* [EXERCISE]
Transcribe all the entries that follow, leaving nothing out.
───── SUPPLIED RECORDS ─────
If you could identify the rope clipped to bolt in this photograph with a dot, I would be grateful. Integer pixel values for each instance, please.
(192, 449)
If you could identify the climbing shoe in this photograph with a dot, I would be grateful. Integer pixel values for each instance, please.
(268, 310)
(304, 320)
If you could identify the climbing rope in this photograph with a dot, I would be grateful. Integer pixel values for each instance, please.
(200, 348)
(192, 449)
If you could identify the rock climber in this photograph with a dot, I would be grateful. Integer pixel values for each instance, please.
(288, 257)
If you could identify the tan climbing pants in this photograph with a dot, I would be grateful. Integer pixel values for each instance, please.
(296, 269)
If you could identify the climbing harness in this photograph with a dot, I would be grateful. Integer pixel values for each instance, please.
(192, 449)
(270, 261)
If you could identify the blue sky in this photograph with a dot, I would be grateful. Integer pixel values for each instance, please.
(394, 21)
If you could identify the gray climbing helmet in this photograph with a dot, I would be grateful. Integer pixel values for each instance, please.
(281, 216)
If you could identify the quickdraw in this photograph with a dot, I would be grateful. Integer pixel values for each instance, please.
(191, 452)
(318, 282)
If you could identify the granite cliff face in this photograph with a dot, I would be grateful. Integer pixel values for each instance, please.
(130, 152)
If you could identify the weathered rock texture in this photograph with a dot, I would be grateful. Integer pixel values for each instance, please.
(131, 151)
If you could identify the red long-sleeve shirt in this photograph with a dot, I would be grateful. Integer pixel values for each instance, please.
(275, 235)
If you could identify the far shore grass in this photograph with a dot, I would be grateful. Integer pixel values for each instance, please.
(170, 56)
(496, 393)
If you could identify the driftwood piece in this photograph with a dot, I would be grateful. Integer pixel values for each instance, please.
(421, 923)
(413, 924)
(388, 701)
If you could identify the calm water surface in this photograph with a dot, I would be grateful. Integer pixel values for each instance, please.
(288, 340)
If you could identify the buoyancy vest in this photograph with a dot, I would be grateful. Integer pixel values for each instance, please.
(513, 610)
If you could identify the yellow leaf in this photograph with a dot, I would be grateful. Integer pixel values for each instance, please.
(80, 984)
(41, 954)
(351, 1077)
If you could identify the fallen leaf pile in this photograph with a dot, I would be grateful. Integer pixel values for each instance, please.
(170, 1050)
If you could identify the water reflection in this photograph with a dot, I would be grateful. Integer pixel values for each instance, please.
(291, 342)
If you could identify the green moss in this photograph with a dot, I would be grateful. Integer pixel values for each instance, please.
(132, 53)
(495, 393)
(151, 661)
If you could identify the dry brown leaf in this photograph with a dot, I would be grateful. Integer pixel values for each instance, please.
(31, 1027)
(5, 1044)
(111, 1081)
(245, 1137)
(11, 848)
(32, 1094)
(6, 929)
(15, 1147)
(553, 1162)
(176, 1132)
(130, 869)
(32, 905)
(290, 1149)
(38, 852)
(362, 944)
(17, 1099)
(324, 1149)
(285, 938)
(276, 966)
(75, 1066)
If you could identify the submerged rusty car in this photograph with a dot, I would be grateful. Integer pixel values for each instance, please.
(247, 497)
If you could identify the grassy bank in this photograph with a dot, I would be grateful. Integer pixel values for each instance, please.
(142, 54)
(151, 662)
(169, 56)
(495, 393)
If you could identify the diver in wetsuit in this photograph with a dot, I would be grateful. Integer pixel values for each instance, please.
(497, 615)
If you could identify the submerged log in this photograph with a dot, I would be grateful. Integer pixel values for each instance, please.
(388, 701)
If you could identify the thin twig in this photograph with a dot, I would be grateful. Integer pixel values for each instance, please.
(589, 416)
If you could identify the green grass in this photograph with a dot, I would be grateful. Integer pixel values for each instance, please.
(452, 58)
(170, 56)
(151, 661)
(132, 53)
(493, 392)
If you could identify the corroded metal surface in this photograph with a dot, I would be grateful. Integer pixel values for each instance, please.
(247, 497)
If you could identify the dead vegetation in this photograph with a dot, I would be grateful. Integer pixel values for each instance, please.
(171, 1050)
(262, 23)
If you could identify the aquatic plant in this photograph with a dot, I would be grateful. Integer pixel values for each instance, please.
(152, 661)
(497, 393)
─────
* [RESULT OF THIS TASK]
If you could identify the rope clipped to bolt in this photograph with a dot, I would be grateful. Integer pixel values for each instance, please.
(192, 449)
If you could identify the climbing shoe in this photograph with a dot, I would be grateful. Integer pixel values for each instance, please.
(268, 310)
(304, 320)
If you could identify the climbing rope in this photograph with a dot, I would be grateful. Integer pixel values for each instance, please.
(200, 348)
(192, 449)
If you could identify the rock climber in this photograph with a dot, I would be grateful. Integer pixel values for each instance, please.
(288, 257)
If you could identify the tan climbing pants in this photograph with a dot, I would be grateful. Integer pixel values for each instance, please.
(296, 269)
If you could identify the climbing harness in this photograph with a dot, I would be grateful. Integer pixel values for each instance, please.
(192, 449)
(270, 261)
If you could identify the blue sky in this photograph with a dot, I would be grateful. Integer pixel values for each instance, please.
(394, 21)
If you could identify the gray climbing helmet in this photograph with a dot, I would be grateful. Integer pixel values for each instance, please.
(281, 216)
If you could identify the quickdraw in this photograph with a dot, I would be grateful. Integer pixel values for each instance, please.
(191, 452)
(318, 282)
If you could identify the granite cliff face in this photograph with a dot, I would be grateful. Integer pixel values for each instance, please.
(130, 152)
If you could identify the weathered rock texture in this photograph with a dot, I would be grateful. Integer pixel values for each instance, please.
(131, 151)
If you could identify the red long-sleeve shirt in this photograph with a dot, I would be grateful. Integer pixel values for each instance, please.
(275, 235)
If you could identify the far shore grass in this photograph with a dot, I would be grateful. Integer pixel values for each instance, please.
(170, 56)
(496, 393)
If you could identify the driftwood piece in this photograph with a dot, I would be grateful. Integer pixel values for each instance, please.
(421, 923)
(413, 924)
(388, 701)
If you could identify the calm water surface in this photograph with a dot, I would be grateful. Integer pixel values for each instance, please.
(288, 340)
If you could identify the buoyancy vest in this photograph with a dot, I would be grateful. Integer pixel values for each instance, please.
(513, 610)
If you could identify the yellow leaf in this photograph with a dot, I would be grateful. Integer pixel values for each instance, please.
(80, 984)
(41, 954)
(351, 1077)
If you could identify the fallen leaf pile in this photograph with a dot, I would be grateful. Integer pixel values for each instance, please.
(170, 1050)
If you could identify the water reflection in this photograph with a dot, I would be grateful. Integer pixel values for each instance, please.
(291, 342)
If you could identify the green moss in this photograph with a dot, I would be grateful. Integer pixel values for each instance, please.
(132, 53)
(495, 393)
(151, 661)
If you could identify the dry brown leaf in this photograph with a dot, I would be grateful. Integer pixel values for each instance, please.
(31, 1027)
(5, 1044)
(111, 1081)
(245, 1137)
(11, 848)
(32, 1094)
(6, 929)
(15, 1147)
(553, 1162)
(176, 1132)
(130, 869)
(32, 905)
(290, 1149)
(38, 852)
(362, 944)
(17, 1099)
(324, 1149)
(285, 938)
(276, 966)
(75, 1066)
If you could identify the submerged rusty car in this photograph with a dot, I would be grateful. Integer pixel values for each instance, please.
(247, 497)
If you could identify the grassy bank in this photograph with a dot, I would be grateful. Integer pixel values for each instance, please.
(142, 54)
(151, 662)
(169, 56)
(495, 393)
If you could identify the diver in wetsuit in this photograph with a dot, I would be grateful. Integer pixel values for each instance, please.
(497, 615)
If you could identify the submerged log in this photograph with a dot, I would be grateful. Integer pixel values for each instance, please.
(388, 701)
If you could identify the thin twig in this photograph with a dot, I would be grateful. Integer pixel values for each instance, please.
(589, 416)
If you could identify the green grass in this photograph with a dot, I would be grateful. Integer pixel values for each instance, please.
(452, 58)
(170, 56)
(151, 661)
(132, 53)
(493, 392)
If you could identify the corroded metal surface in this photograph with a dot, I would be grateful. Integer pixel values for each instance, please.
(247, 497)
If you could identify the dead vegetation in this photograph with a dot, I would be grateful. Integer pixel values for each instance, please.
(171, 1050)
(262, 23)
If you could identify the aquatic plant in this photograph with a dot, I would be grateful. Integer pixel values for each instance, please.
(152, 661)
(497, 393)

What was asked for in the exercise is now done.